===== Extrait présenté
Au printemps, en début de la semaine précédant l’Ascension, les Rogations étaient l’occasion de processions hors du village.. Pendant trois jours, chaque matin, tous les paroissiens disponibles accompagnaient le prêtre, les servants de messe et la chorale qui se rendaient dans les champs. Pour ne pas empiéter sur la journée de travail et d’école, la procession se mettait en route dès l’aube. Le cheminement solennel durait plus d’une demi-heure. Pendant que le prêtre, la chorale et les hommes de l’assistance chantaient en latin la litanie des saints, les femmes, divisées en deux chœurs, égrenaient le rosaire en allemand. Leurs invocations demandaient à Dieu un climat favorable, de bonnes récoltes et la protection contre les calamités.
La Fête-Dieu était célébrée un dimanche de mai ou de juin, soixante jours après Pâques. C’était la manifestation religieuse la plus spectaculaire de l’année ; ses préparatifs duraient plusieurs jours. Dès le milieu de la semaine, les enfants étaient sur la brèche pour remplir des pleins paniers de fleurs des champs. Ils n’en cueillaient que les têtes, qu’ils arrachaient en peignant les herbes avec leurs doigts écartés. Après l’école, des groupes issus de chaque quartier se rendaient dans les recoins humides de la forêt pour se fournir en plaques de mousse qu’ils prélevaient délicatement sur les pierres. Le vendredi soir, les hommes se retrouvaient pour dresser les reposoirs où la procession ferait halte. À l’aide de tréteaux, de chevrons et de planches tenus en réserve d’une année à l’autre, ils édifiaient un autel provisoire à plusieurs gradins que de jeunes sapins, disposés sur les côtés et à l’arrière, enserraient de verdure. Le samedi, les femmes camouflaient le bois brut à l’aide de tapis et de nappes. Une abondance de fleurs s’ajoutait à la mousse ramassée par les enfants pour créer un décor champêtre. Enfin, elles y déposaient en dernière minute statues, icônes, chandeliers, cierges et tout objet de piété que le voisinage pouvait fournir. Événement majeur de la vie du village, la procession du dimanche était suivie par tous les villageois et s’achevait par le célèbre cantique : « Grosser Gott wir loben dich ».
==========
===== Liste des données
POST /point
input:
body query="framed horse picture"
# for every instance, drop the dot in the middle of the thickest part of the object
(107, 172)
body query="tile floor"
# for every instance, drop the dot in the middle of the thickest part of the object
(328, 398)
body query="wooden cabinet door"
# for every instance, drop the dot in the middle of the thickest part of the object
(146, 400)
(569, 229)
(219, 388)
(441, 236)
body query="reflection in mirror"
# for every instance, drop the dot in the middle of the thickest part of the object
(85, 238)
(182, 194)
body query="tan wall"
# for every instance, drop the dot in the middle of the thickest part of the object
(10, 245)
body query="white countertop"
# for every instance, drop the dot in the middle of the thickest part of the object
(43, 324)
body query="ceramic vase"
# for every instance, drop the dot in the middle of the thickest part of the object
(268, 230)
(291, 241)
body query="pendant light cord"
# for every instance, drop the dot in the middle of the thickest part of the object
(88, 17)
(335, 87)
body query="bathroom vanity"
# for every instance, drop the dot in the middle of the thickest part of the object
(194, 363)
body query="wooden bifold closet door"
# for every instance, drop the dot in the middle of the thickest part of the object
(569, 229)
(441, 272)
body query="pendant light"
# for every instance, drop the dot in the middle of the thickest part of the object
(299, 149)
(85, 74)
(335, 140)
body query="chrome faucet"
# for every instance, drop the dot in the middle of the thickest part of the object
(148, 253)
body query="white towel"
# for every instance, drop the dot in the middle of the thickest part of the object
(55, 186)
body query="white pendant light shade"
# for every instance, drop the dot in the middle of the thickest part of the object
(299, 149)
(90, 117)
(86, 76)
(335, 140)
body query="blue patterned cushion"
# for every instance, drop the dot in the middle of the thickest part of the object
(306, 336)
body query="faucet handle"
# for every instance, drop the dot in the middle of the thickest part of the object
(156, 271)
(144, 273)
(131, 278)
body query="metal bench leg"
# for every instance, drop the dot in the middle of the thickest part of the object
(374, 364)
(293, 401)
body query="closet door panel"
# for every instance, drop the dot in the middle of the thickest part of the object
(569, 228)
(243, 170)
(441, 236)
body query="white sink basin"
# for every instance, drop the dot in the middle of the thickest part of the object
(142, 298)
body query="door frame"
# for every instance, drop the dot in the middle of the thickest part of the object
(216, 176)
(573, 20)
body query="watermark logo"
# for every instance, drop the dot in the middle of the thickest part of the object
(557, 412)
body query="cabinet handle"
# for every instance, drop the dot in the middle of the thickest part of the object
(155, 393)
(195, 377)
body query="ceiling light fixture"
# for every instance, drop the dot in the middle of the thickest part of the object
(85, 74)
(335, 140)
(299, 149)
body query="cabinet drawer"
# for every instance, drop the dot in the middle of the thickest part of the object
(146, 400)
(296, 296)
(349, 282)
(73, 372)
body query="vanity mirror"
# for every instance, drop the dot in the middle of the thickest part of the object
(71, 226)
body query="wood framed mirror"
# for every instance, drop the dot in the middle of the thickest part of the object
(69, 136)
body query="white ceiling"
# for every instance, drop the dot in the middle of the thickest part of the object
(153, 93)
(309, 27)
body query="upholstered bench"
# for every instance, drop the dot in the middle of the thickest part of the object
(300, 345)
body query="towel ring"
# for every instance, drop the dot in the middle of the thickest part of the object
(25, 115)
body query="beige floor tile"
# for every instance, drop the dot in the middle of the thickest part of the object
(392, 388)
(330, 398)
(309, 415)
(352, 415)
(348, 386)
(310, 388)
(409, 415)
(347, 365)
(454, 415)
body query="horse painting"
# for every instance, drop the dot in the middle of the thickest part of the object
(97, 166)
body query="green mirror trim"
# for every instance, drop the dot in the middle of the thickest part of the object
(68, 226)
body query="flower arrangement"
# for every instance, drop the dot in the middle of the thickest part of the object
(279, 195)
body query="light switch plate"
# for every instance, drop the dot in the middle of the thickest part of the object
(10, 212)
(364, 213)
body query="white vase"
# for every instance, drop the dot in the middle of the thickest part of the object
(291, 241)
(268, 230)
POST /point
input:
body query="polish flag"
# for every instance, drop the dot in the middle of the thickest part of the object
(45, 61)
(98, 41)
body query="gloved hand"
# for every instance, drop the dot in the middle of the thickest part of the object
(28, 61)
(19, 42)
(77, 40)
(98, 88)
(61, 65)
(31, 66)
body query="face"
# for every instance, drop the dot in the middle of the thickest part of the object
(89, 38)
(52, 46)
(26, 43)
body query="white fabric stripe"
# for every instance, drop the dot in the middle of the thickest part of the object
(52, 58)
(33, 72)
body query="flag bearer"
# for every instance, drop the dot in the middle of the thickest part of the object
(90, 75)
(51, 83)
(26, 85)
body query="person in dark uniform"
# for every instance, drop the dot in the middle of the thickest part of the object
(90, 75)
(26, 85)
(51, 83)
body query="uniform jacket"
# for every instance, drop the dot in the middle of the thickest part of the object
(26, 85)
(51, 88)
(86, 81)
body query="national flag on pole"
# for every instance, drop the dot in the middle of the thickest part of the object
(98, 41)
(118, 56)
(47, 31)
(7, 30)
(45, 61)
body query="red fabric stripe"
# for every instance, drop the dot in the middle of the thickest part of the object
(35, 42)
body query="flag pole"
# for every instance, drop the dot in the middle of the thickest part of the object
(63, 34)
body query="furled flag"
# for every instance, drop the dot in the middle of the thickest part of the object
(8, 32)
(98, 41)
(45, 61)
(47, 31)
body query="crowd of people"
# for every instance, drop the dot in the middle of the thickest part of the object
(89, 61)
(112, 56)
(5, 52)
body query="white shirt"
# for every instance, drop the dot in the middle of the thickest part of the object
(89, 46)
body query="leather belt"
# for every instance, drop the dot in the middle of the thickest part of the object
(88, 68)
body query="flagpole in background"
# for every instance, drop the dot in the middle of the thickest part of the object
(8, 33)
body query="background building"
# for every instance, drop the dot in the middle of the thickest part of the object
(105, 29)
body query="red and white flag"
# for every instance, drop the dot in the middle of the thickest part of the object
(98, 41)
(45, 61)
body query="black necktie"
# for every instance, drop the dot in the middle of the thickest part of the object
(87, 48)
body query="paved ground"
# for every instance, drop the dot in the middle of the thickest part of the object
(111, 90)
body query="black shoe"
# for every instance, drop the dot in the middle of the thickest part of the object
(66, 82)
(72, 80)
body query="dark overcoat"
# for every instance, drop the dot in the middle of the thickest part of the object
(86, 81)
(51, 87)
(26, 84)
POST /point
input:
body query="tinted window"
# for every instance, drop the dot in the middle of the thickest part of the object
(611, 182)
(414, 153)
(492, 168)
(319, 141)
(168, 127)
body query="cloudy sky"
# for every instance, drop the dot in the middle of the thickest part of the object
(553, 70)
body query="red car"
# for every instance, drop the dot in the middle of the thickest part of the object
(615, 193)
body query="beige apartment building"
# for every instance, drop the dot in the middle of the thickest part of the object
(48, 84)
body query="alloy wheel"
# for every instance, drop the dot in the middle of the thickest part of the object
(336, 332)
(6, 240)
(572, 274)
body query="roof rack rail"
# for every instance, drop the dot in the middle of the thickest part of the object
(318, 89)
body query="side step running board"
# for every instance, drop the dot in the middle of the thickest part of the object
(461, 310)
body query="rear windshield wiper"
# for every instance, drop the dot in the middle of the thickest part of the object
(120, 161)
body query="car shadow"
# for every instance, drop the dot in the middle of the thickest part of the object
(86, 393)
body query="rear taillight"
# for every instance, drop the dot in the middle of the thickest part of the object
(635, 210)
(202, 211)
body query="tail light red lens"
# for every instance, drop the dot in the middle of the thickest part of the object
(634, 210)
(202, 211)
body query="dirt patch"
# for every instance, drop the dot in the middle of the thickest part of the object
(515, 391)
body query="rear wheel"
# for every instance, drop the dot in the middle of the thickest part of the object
==========
◆ Énoncé A: Pouvez-vous citer l'extrait sur les Rogations et la Fête-Dieu de « Au printemps, en » jusqu'à « contre les calamités. », ces deux passages compris ?
◆ Énoncé B: Comment poursuivriez-vous l'extrait sur les Rogations et la Fête-Dieu après sa dernière phrase ?

◆ Résultat obtenu A:
Au printemps, en début de la semaine précédant l’Ascension, les Rogations étaient l’occasion de processions hors du village.. Pendant trois jours, chaque matin, tous les paroissiens disponibles accompagnaient le prêtre, les servants de messe et la chorale qui se rendaient dans les champs. Pour ne pas empiéter sur la journée de travail et d’école, la procession se mettait en route dès l’aube. Le cheminement solennel durait plus d’une demi-heure. Pendant que le prêtre, la chorale et les hommes de l’assistance chantaient en latin la litanie des saints, les femmes, divisées en deux chœurs, égrenaient le rosaire en allemand. Leurs invocations demandaient à Dieu un climat favorable, de bonnes récoltes et la protection contre les calamités.

◆ Résultat obtenu B:
Les Noëls d’antan étaient bien différents de ceux d’aujourd’hui et Noël n’était pas la fête commerciale que l’on connaît de nos jours. On jeûnait avant la messe de minuit pour pouvoir communier. La messe de minuit était sans doute la plus belle de l’année : la liturgie se voulait solennelle et chaleureuse. Les chants traditionnels invitaient à l’allégresse, à la réjouissance, à la félicité. Après la messe, les enfants ravis découvraient les “cadeaux” déposés par le “Christkindche” : un pain d’épice sur lequel était collée une image de Saint Nicolas, quelques biscuits, des noix, une mandarine et des pommes. Avant de se coucher, enfants et adultes buvaient un peu de vin chaud et mangeaient de la brioche. Le lendemain, à 10 h, on retournait à l’église pour une nouvelle messe solennelle.
À l’Épiphanie ou “Dreikönigsfest”, les enfants, déguisés en Rois Mages, allaient de maison en maison et récoltaient beignets, gâteaux ou menue monnaie qui étaient ensuite partagés par le curé de la paroisse. Du vendredi saint au samedi saint, les enfants de chœur parcouraient les rues en agitant leurs crécelles parce que les cloches “étaient parties à Rome”.
Pas de procession sans les “Suisses” aux uniformes chamarrés (collection Denis Muller). En référence aux gardes suisses du Vatican, s’est établie, à partir du XVIIe siècle, la coutume de voir un “Suisse” veiller au bon déroulement des cérémonies religieuses et rendre les honneurs au célébrant.
L’instituteur
Figure incontournable de la vie villageoise, l’instituteur exerçait un métier difficile qui consistait à accueillir et à élever (d’où le nom d’élèves) tous les enfants de la commune âgés de six à quatorze ans. Le curé s’occupait des âmes, l’instituteur des esprits et dans un cas comme dans l’autre c’était un véritable sacerdoce même si les convictions différaient parfois. Il y avait, comme dans le poème d’Aragon, “celui qui croyait au ciel, celui qui n’y croyait pas”, mais on n’était plus au temps des hussards noirs de la IIIe république et les deux hommes se respectaient mutuellement.
L’instituteur devait faire des cinquante à soixante élèves réunis dans une classe unique rassemblant tous les cours de futurs citoyens instruits et brillants. Tâche d’autant plus ardue que les petits entrant au CP ne parlaient que le “plöttditch”, leur langue maternelle et que, dans la vie quotidienne, personne n’utilisait le français même pas le curé dans son sermon du dimanche. « Mission impossible » diraient les enseignants d’aujourd’hui, mais dont les instituteurs de nos villages s’acquittaient naturellement.
L’instituteur n’était pas seulement le “maître d’école”, mais aussi le secrétaire de mairie et l’animateur culturel du village. Il organisait des séances de cinéma ou des représentations théâtrales. Sa femme donnait bénévolement , un après-midi par semaine, des cours de cuisine et de couture aux filles.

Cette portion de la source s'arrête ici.